-- WHAT YOU WILL DO --
In the entries below, find the lines that contain the word "neck" and copy them.
▬▬▬▬▬▬
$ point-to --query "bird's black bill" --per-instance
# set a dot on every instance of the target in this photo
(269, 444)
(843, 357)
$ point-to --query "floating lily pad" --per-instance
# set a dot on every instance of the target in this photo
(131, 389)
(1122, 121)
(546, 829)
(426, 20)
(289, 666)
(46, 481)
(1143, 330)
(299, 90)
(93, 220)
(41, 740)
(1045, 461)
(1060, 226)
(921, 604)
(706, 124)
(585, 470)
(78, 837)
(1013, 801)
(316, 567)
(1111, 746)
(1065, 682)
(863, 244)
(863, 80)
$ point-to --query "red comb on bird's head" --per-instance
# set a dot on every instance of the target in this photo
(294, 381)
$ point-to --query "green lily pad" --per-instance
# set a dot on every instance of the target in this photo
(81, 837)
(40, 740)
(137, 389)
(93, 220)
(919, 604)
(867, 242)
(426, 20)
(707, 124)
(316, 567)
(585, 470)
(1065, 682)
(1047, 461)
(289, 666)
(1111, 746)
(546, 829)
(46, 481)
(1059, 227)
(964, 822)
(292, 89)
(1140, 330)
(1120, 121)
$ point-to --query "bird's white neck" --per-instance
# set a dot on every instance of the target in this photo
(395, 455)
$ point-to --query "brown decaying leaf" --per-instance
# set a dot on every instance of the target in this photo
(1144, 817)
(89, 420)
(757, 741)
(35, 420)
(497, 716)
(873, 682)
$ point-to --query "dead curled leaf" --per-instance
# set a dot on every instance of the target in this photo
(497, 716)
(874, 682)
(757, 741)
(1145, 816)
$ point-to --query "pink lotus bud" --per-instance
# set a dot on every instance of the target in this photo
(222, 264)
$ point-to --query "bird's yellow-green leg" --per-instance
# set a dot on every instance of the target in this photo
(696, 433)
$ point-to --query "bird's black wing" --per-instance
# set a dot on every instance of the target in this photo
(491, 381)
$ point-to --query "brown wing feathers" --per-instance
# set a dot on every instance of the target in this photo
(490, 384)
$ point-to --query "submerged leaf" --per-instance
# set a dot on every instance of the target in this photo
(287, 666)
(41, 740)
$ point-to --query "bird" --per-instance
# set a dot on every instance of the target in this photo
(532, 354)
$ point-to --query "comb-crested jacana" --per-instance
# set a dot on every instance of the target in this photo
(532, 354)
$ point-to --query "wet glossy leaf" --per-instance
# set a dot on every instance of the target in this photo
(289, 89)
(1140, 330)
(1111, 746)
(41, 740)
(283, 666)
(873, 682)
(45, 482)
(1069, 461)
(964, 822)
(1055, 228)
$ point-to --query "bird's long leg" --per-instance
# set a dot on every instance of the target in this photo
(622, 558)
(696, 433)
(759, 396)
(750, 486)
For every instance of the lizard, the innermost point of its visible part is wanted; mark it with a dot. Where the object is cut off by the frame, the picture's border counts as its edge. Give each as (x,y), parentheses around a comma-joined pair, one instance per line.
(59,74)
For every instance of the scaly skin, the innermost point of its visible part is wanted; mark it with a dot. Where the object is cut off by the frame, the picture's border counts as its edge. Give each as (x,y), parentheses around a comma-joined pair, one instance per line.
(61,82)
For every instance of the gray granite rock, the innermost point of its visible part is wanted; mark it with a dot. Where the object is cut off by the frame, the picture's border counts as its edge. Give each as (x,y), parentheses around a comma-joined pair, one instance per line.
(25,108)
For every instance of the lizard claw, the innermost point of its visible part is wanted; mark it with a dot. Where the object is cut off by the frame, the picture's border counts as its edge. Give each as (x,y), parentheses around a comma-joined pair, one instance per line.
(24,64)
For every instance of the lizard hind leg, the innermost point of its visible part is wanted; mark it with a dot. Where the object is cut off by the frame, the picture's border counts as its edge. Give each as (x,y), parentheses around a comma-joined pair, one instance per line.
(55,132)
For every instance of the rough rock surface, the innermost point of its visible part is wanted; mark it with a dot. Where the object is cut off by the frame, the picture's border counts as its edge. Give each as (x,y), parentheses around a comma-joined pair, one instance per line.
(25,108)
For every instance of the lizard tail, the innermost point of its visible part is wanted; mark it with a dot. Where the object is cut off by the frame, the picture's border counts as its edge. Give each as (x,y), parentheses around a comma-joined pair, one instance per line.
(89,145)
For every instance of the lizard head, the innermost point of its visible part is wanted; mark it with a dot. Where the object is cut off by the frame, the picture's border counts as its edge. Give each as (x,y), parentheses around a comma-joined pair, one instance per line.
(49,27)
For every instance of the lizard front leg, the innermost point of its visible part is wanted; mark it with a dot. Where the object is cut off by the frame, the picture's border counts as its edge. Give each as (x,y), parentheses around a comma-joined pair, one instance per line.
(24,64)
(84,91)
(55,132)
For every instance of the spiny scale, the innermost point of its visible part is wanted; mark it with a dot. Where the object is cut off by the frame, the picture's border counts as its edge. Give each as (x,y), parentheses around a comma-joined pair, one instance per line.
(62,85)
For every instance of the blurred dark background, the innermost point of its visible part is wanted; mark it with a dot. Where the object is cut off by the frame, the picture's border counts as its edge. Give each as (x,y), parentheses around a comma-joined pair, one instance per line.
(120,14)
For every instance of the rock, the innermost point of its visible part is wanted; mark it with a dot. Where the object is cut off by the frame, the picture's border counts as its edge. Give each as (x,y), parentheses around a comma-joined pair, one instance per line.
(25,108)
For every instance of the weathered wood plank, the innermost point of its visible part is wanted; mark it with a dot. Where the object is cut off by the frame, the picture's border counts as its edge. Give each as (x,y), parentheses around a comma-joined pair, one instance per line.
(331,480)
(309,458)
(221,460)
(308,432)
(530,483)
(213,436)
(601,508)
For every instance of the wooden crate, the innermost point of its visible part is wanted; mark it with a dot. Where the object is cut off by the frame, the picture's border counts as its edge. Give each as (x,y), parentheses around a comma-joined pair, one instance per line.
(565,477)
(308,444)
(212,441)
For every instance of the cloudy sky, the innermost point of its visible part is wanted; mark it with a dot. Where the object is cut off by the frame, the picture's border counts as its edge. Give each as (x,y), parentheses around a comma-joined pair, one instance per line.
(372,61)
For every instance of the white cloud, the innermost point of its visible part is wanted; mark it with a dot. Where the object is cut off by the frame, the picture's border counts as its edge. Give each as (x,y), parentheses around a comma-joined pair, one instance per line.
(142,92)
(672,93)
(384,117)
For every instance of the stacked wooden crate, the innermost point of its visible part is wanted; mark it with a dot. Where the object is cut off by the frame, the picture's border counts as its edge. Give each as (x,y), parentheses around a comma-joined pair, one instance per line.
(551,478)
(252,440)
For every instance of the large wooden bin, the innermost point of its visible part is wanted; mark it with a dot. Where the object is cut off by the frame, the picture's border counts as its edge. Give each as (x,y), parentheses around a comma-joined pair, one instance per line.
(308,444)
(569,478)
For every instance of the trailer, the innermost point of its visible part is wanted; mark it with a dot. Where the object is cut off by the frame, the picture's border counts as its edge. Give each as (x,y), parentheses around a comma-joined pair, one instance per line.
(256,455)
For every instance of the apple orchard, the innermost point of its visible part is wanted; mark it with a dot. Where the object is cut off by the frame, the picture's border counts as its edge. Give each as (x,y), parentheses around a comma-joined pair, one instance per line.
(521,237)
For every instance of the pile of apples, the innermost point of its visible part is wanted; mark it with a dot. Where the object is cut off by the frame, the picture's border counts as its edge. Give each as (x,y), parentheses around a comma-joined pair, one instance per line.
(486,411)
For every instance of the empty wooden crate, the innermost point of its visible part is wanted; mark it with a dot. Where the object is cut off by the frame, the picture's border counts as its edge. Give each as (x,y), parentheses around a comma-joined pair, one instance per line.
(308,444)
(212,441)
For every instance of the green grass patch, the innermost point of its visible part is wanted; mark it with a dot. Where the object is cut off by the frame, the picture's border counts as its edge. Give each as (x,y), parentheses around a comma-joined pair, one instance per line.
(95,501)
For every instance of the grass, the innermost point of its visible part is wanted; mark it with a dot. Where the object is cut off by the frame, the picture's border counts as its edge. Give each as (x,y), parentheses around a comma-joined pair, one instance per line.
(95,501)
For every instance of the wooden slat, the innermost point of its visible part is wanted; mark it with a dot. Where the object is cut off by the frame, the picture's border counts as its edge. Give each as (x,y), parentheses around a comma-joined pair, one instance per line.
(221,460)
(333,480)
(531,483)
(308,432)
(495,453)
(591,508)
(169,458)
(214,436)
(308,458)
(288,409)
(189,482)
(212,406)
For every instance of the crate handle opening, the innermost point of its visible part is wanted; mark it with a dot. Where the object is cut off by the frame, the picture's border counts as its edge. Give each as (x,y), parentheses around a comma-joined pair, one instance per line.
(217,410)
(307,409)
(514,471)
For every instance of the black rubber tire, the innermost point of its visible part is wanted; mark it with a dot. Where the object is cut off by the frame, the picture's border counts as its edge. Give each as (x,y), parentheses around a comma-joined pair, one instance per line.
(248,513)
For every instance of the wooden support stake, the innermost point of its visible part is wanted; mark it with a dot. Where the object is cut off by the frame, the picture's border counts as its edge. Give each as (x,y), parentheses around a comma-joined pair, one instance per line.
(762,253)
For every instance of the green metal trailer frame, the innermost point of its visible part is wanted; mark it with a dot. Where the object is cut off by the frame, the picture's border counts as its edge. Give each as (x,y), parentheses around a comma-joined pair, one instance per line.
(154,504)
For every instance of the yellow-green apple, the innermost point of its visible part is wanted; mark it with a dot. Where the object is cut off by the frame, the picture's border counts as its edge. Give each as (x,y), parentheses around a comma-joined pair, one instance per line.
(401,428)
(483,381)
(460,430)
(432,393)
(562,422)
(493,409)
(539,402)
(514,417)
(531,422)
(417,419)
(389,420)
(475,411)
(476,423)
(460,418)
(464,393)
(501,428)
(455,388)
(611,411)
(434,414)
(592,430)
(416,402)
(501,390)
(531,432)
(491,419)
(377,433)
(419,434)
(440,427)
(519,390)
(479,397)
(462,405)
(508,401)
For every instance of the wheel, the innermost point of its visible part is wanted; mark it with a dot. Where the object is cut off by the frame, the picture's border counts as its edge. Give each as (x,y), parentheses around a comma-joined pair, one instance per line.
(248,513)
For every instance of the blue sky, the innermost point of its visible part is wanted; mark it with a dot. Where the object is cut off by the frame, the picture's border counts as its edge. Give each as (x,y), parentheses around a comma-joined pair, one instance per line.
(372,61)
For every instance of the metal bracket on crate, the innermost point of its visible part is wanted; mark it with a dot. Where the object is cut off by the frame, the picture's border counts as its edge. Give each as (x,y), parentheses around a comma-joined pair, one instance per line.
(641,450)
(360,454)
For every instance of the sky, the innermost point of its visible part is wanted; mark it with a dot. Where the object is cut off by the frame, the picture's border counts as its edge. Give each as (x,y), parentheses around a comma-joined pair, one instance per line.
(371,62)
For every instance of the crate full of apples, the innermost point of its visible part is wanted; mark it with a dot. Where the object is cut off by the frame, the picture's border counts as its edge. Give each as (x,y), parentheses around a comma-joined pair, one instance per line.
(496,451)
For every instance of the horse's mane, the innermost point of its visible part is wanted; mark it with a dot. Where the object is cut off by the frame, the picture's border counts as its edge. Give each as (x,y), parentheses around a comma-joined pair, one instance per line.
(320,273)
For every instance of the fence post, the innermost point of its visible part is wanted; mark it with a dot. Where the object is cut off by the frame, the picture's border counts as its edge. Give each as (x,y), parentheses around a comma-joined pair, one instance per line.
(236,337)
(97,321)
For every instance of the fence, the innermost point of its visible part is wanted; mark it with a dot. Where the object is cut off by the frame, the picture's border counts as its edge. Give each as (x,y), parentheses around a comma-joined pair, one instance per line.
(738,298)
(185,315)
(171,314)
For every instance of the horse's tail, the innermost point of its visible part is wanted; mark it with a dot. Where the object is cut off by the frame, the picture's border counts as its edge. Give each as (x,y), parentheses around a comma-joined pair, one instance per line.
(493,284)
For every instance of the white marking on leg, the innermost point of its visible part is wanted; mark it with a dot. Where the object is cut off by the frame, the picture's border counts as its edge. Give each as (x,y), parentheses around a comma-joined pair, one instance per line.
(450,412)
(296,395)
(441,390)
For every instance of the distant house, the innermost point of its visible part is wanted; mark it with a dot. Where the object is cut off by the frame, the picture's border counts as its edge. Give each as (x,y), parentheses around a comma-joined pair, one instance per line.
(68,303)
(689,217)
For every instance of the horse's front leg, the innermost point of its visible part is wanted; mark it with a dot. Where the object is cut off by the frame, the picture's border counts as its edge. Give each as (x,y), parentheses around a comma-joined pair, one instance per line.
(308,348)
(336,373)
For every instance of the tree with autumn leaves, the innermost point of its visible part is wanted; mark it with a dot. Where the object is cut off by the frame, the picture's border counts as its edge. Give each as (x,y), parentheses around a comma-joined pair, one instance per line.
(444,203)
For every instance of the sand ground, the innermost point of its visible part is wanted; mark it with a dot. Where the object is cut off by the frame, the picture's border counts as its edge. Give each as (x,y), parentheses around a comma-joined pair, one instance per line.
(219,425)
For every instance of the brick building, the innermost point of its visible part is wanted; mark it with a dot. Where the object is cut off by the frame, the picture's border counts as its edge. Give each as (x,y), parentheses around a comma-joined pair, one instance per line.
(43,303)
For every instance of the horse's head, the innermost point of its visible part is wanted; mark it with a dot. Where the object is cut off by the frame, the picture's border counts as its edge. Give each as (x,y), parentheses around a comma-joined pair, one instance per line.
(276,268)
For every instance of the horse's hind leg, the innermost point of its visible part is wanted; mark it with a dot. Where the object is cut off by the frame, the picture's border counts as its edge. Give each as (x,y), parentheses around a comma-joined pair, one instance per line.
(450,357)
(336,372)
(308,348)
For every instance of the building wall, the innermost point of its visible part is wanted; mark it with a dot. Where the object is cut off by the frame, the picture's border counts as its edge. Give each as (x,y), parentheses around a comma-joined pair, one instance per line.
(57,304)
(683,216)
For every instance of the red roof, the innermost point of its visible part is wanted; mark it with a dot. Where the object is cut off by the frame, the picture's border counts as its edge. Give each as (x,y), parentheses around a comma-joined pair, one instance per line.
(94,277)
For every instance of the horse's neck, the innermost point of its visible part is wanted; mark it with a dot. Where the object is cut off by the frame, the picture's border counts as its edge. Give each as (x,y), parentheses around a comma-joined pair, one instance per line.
▬▬▬▬▬▬
-- WRITTEN SOLUTION --
$ point-to --query "bird's white neck" --per-instance
For every instance of the horse's neck, the innermost point of its visible part is wanted; mark it with a dot. Where the object is cut off by the frame, the picture's border counts as its edge. Give each as (x,y), parentheses around a comma-joined pair, one instance per line.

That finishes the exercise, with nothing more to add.